About this exercise ▸
Give again, exactly, every line of the entries below from the one that has "Query: woman's bare leg" to the last.

Content starts

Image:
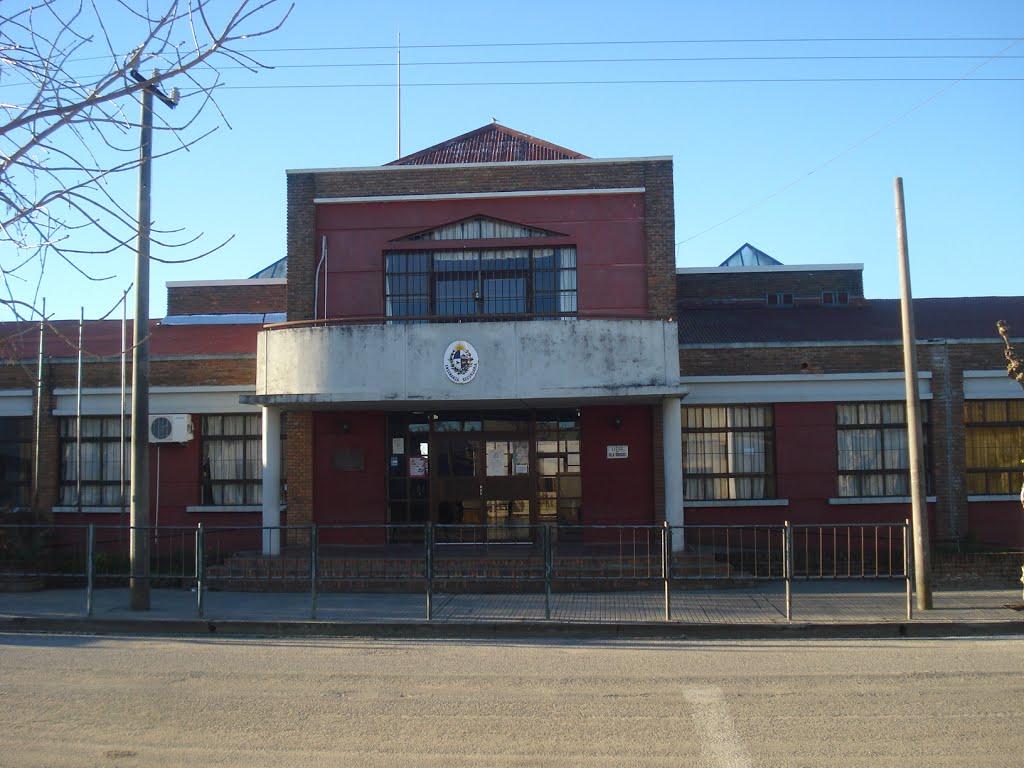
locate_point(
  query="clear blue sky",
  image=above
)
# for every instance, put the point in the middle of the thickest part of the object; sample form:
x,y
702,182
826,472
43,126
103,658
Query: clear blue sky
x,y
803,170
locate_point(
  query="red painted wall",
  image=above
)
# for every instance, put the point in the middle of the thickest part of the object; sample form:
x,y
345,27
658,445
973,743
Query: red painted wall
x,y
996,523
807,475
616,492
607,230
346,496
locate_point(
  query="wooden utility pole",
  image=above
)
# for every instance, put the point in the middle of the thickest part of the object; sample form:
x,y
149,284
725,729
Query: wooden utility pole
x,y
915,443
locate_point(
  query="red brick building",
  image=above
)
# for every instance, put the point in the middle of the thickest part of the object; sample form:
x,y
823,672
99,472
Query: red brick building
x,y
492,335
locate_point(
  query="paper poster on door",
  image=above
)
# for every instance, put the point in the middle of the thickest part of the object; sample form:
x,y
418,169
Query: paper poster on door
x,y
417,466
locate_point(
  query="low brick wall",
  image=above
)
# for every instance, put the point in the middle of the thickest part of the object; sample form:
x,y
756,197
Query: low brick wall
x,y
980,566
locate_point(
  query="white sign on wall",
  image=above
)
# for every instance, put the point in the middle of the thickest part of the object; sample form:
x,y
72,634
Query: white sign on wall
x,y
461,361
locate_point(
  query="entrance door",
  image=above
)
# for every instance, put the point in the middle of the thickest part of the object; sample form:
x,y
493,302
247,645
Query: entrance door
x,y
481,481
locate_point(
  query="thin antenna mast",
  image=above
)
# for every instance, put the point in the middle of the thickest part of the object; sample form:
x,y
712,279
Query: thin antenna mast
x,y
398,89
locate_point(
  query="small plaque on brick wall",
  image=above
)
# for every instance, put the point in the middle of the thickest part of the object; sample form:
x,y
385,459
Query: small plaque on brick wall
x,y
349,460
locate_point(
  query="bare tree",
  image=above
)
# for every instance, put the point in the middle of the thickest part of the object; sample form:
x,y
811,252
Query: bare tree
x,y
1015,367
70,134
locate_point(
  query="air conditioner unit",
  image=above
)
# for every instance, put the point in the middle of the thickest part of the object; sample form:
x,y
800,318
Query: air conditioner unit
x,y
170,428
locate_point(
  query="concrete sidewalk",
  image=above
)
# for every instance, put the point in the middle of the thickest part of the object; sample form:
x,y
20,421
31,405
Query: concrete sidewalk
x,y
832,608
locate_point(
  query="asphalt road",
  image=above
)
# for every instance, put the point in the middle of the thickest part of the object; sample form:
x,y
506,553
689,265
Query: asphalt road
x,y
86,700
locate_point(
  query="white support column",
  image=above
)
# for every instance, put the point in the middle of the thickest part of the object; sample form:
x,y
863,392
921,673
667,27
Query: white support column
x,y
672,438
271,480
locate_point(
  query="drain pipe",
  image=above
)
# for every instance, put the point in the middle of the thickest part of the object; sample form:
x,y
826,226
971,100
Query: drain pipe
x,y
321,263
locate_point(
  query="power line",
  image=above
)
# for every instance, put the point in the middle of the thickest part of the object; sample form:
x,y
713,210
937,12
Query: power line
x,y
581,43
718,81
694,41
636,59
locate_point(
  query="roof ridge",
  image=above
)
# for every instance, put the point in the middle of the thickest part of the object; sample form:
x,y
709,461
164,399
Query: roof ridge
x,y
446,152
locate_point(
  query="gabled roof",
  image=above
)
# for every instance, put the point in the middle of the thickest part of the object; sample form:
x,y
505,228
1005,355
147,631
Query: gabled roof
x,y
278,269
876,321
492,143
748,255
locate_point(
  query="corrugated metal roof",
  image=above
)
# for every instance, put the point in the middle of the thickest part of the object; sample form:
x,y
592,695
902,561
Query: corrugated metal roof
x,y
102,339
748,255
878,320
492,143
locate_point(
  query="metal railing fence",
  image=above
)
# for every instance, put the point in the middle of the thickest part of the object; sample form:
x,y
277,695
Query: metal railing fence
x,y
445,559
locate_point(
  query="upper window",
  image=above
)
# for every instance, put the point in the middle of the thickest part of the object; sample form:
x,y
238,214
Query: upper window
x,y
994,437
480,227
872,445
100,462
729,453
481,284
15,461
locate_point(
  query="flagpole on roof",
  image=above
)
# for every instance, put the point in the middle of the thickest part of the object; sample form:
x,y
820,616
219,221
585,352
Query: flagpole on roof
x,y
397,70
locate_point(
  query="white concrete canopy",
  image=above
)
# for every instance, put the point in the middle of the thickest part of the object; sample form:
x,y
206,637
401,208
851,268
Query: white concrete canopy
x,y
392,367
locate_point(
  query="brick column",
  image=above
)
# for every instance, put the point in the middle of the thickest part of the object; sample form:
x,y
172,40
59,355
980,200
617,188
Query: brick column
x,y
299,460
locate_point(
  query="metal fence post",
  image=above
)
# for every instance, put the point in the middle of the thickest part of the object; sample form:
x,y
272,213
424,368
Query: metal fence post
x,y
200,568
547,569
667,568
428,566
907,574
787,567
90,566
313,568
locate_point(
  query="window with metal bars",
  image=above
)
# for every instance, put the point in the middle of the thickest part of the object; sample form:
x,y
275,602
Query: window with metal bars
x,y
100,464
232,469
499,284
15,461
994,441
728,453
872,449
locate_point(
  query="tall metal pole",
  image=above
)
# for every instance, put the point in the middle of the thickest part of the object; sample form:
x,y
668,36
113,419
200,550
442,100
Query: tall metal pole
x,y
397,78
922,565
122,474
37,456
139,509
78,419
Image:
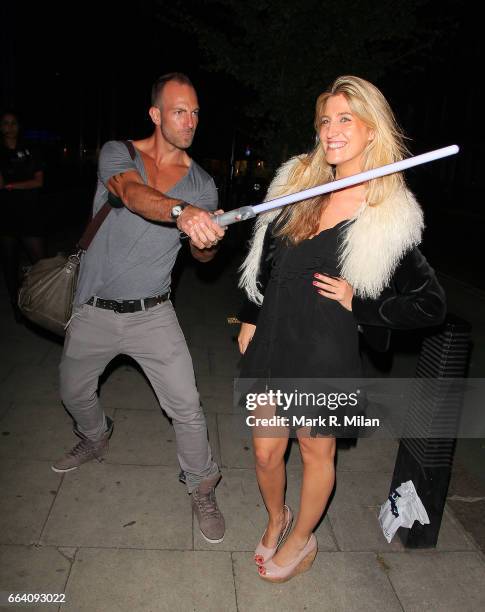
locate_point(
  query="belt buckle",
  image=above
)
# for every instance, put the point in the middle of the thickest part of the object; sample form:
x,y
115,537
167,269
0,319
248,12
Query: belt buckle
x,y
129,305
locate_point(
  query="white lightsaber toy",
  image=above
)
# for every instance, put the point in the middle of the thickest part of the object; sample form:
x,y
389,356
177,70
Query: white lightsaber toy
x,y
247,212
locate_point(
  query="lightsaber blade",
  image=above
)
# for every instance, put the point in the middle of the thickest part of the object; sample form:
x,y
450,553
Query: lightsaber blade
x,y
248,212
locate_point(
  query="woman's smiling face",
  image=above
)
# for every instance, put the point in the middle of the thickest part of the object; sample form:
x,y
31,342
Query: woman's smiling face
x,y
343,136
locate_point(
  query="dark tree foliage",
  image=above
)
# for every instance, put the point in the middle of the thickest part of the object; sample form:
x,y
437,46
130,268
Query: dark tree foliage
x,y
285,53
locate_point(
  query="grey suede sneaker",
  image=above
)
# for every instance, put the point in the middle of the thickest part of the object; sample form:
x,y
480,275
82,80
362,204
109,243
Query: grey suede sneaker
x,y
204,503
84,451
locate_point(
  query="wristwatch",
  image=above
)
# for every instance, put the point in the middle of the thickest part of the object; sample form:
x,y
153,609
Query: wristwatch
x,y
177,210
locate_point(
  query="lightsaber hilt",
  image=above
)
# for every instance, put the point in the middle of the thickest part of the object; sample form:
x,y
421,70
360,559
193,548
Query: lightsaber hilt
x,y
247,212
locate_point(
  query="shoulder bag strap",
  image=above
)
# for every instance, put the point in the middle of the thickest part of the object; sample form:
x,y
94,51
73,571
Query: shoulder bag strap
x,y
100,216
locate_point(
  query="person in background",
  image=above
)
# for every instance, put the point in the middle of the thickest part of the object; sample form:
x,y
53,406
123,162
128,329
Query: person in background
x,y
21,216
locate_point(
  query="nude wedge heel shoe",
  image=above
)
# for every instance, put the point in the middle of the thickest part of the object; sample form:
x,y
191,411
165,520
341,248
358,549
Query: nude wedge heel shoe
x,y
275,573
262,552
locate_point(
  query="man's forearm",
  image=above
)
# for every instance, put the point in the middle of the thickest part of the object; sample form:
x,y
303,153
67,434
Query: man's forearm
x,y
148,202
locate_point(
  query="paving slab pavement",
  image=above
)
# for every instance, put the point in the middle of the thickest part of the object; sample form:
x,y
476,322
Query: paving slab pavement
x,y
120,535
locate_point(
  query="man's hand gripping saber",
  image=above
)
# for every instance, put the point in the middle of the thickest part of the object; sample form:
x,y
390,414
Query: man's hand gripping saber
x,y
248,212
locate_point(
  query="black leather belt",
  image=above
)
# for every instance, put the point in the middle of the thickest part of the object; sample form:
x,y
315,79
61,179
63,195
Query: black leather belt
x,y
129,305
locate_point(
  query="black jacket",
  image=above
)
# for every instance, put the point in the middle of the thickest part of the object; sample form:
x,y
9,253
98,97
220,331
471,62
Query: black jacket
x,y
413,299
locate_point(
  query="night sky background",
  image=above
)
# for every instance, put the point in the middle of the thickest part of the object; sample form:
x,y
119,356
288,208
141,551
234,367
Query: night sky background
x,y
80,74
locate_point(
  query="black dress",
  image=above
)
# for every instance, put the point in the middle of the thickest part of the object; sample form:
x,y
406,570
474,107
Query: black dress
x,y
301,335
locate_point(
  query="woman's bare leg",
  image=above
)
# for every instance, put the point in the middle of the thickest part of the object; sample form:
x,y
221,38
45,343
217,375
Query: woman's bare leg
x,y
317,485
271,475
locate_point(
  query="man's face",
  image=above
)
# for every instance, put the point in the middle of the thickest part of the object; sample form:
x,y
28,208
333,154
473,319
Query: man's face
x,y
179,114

Content ends

The answer ▸
Query: woman's bare leg
x,y
317,485
271,475
locate_point(
  query="man's face",
  image=above
)
# for every instance, put the point in the middle of the thickest part of the object; sample form:
x,y
28,208
333,154
473,319
Query: man's face
x,y
179,114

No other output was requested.